** EXTRACT TO READ follows **

Wednesday, October 27, 2021

The New Inquisition:

The ‘Religious Exemption’ Inquisition

Rabbi Chananya Weissman

Someone forwarded me an email from something called the People & Culture Department of Porter Airlines Inc. in Toronto. The email states as follows:

Further to your request for a COVID-19 vaccination exemption on the basis of religious conviction, this email sets out the required process. Please submit the following on or before October 22:

1. The name of the organized religion;
2. The physical address of the place of worship that you regularly attend;
3. A written copy of the religion’s doctrine that states the theological objection to vaccination;
4. A signed letter from the leader of the religious congregation confirming you as a member and regular attendance to the physical place of worship

The Government of Canada has confirmed that all major organized religions (e.g., Islam, Roman Catholicism, Judaism, Greek Orthodox, Mennonites) have made statements that they support COVID-19 vaccination for their members in the interest of public health. Other religions that are generally known to have theological objections to vaccinations have also released public statements indicating their support for the COVID-19 vaccine (e.g., Jehovah’s Witnesses, Christian Science).

In the event that your request for a religious exemption is denied, your COVID-19 vaccination status will be updated to “I am not vaccinated for personal reasons”.

This “process” is fundamentally flawed and morally corrupt on many levels, as I will explain point by point.

1. For starters, the very notion of requiring a “religious exemption” is an effrontery. It implies that getting crapcinated is normative behavior, one that should be required of everyone barring a really good “excuse”. Every student must show up to class and complete their assignments on time; failure to do so is “bad” and worthy of punishment – unless the student brings a doctor’s note. Similarly, the message here is that not taking the crapcine is “bad” and worthy of punishment. An approved exemption just makes it a little less bad and excuses one from punishment.

** End of EXTRACT TO READ **
** EXTRACTED ENTRIES follows **

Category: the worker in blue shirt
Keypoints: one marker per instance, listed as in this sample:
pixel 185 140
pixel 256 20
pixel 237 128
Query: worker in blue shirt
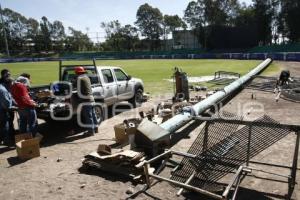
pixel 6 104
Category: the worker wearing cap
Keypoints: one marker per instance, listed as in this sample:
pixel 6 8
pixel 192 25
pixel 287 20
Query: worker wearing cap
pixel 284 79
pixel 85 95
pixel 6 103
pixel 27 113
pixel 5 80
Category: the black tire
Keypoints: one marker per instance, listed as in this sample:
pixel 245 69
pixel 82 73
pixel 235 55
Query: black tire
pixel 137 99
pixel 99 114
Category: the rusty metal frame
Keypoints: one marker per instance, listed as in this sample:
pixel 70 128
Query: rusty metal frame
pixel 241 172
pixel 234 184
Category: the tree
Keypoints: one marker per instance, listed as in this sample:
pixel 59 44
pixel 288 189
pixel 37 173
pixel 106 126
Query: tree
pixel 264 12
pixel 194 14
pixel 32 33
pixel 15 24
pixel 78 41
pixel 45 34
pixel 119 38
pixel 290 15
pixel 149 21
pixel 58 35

** End of EXTRACTED ENTRIES **
** EXTRACTED ENTRIES follows **

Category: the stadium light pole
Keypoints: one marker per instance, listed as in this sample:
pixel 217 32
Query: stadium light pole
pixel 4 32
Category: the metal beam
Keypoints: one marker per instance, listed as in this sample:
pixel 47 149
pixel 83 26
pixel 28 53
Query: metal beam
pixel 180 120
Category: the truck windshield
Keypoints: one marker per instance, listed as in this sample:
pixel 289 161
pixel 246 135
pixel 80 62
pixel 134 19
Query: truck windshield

** End of EXTRACTED ENTRIES **
** EXTRACTED ENTRIES follows **

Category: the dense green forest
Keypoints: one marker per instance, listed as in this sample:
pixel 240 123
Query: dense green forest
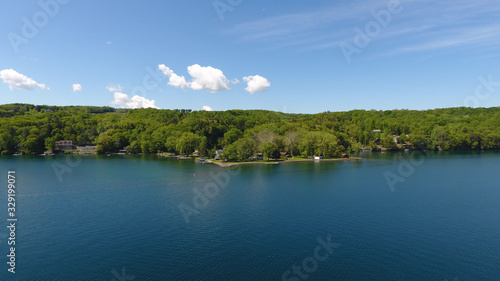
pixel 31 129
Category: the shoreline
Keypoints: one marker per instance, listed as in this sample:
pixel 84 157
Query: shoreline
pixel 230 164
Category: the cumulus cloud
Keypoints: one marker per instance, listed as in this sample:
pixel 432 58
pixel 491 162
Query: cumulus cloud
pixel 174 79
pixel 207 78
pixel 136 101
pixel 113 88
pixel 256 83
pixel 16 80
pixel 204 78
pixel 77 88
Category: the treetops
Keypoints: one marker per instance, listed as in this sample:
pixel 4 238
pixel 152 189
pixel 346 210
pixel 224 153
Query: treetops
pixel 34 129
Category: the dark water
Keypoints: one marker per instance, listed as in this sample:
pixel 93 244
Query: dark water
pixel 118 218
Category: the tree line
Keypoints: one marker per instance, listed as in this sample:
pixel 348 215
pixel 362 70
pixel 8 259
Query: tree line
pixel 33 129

** End of EXTRACTED ENTRIES **

Reproduce the article on religious exemptions above from "1. For starters, the" up to and including "one from punishment.".

1. For starters, the very notion of requiring a “religious exemption” is an effrontery. It implies that getting crapcinated is normative behavior, one that should be required of everyone barring a really good “excuse”. Every student must show up to class and complete their assignments on time; failure to do so is “bad” and worthy of punishment – unless the student brings a doctor’s note. Similarly, the message here is that not taking the crapcine is “bad” and worthy of punishment. An approved exemption just makes it a little less bad and excuses one from punishment.